*Goal of the exercise*
Reproduce every entry exactly.

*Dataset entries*
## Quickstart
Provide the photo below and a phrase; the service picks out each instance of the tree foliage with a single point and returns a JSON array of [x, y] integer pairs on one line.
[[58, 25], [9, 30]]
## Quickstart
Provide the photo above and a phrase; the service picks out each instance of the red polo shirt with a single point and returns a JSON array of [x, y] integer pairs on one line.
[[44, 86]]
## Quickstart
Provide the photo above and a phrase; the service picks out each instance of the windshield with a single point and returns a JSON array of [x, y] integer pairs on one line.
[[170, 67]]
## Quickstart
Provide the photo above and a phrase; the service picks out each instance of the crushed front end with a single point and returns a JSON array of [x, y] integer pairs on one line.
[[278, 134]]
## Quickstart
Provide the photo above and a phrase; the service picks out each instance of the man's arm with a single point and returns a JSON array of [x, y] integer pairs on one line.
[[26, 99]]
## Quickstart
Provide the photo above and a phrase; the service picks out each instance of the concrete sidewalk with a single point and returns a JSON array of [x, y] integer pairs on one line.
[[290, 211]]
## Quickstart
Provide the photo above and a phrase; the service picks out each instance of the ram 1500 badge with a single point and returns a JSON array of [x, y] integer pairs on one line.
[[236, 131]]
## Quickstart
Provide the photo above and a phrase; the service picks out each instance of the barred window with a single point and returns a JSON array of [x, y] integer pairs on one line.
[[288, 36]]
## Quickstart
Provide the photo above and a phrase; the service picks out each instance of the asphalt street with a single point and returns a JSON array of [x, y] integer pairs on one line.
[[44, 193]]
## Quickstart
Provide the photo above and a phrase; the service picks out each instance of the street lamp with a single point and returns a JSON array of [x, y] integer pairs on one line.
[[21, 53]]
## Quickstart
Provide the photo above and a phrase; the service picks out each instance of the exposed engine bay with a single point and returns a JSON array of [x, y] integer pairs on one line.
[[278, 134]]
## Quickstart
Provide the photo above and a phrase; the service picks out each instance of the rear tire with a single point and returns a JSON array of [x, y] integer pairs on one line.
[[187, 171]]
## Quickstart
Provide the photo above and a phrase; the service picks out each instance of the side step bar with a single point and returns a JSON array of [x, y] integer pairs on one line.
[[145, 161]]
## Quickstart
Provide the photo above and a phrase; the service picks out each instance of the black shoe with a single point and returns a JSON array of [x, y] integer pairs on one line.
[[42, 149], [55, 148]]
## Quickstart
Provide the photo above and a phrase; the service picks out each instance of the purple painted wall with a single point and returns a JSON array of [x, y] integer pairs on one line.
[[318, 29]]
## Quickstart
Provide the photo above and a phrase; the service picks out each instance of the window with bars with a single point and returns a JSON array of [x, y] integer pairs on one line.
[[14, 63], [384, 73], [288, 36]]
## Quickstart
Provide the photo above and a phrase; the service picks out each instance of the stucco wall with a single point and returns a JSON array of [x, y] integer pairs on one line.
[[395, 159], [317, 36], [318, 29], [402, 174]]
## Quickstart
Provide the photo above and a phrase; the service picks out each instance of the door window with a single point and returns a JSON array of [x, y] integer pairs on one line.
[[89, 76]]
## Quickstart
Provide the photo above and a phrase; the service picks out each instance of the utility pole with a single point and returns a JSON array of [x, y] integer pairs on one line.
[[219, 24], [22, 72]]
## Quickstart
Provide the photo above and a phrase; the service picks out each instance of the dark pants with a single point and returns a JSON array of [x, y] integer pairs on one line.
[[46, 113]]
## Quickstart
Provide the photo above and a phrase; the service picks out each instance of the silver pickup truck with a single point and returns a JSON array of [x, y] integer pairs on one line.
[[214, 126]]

*Exercise output*
## Quickstart
Provide the photo below and a phrase; the service picks out each instance of the tree foliage with a single point and returns a JSON array of [x, y] integer pairs on one line.
[[58, 25], [9, 30]]
## Quickstart
Provide the photo above and a phrase; the service picks out each instance of the red polo shirt with a single point and returns a JSON array of [x, y] integer pairs on one line.
[[44, 86]]
## Quickstart
Provide the photo above and a phrase; the service picks out each instance of the windshield with a single point and returns a JSON array of [x, y] integer pairs on one line.
[[170, 67]]
## Quickstart
Provide the photo above and a phrase; the service picks out each instance of the crushed front end with a single point and returns a JSON array of [x, y] integer pairs on one line.
[[278, 134]]
## Quickstart
Provide the photo above and a phrase; the service picks out each instance of the man's arm with a single point and returns a JSON array of [x, y] integer pairs on one line.
[[26, 99]]
## Quickstart
Provide the photo above and a phrase; the service picks out each instance of the concrete sidewalk with a single point and returns a JSON array of [x, y] integer pairs on one line.
[[290, 211]]
## Quickstart
Provide the photo above and a phrase; the service picks out each instance of the ram 1500 badge with a single point and returns a JSON array of [x, y] integer pairs on one line.
[[236, 131]]
## Quickstart
Provide the photo above and a phrase; the service picks out each instance of the barred window with a single point and returns a JSON array of [x, y] integer pairs on one line.
[[288, 36]]
## Quickstart
Provide the photo above and a phrase; the service picks out each instance of the asphalt street with a single point and returns a JSON array of [x, y] integer pairs on one line.
[[44, 193]]
## Quickstart
Provide the photo above and a phrase; the service picks out each instance of the street lamp with a single point and returns a JSON array of [x, y] integer pairs on one line.
[[21, 53]]
## Quickstart
Provide the photo above and a phrase; the service picks out each instance of the exposed engine bay with a single point and returns a JSON array of [x, y] integer pairs on one line.
[[278, 134]]
## Quickstart
Provide the photo above and a phrase; the service picks out each instance of the rear tire with a single point and returns a JSON array of [x, y] integer pairs on one line.
[[187, 171]]
## Quickstart
Provide the photo above and a phrase; the service picks out each instance of the side step bar with a single point and returns a JSON array of [x, y] integer pairs on one line.
[[145, 161]]
## Quickstart
Provide the photo above and a phrase; the service picks out each instance of the black shoe with a single point and returns a JSON array of [x, y] integer pairs on one line.
[[42, 149], [55, 148]]
## Quickstart
Provide the photo above and a phrase; the service picks out each instance of the purple painted wall with a single point and returns a JSON array of [x, y] integer pairs on one line.
[[318, 29]]
## Quickstart
Provide the photo above and a phrase; the service picks out each instance of the window with bars with a single point and returns a JSON array of [x, y] integer pairs on one line.
[[14, 63], [384, 73], [288, 36]]
## Quickstart
Provide the photo above and a phrase; the service picks out each instance of the stucco wall with a single point and returns a JSON array of [x, y] integer pairs on one line.
[[395, 159], [317, 36], [318, 29], [402, 174]]
## Quickstart
Provide the photo above and a phrase; the service picks out each instance of the door window with a single point and returns a JSON array of [x, y] integer pairs on one line.
[[89, 76]]
## Quickstart
Provide the photo above and a phrase; the service picks out each instance of the utility pole with a single point and returns a JSON array of [x, y] integer pairs on one line.
[[219, 24], [22, 72]]
## Quickstart
Provide the photo above and a phrase; the service picks out each instance of the dark pants with a single point and returns a JSON array of [x, y] integer pairs on one line.
[[46, 113]]
## Quickstart
Provide the photo above and a phrase; the service picks out each instance of the silver pickup truck with a single point and returns a JSON array of [x, y] integer pairs on one line.
[[214, 126]]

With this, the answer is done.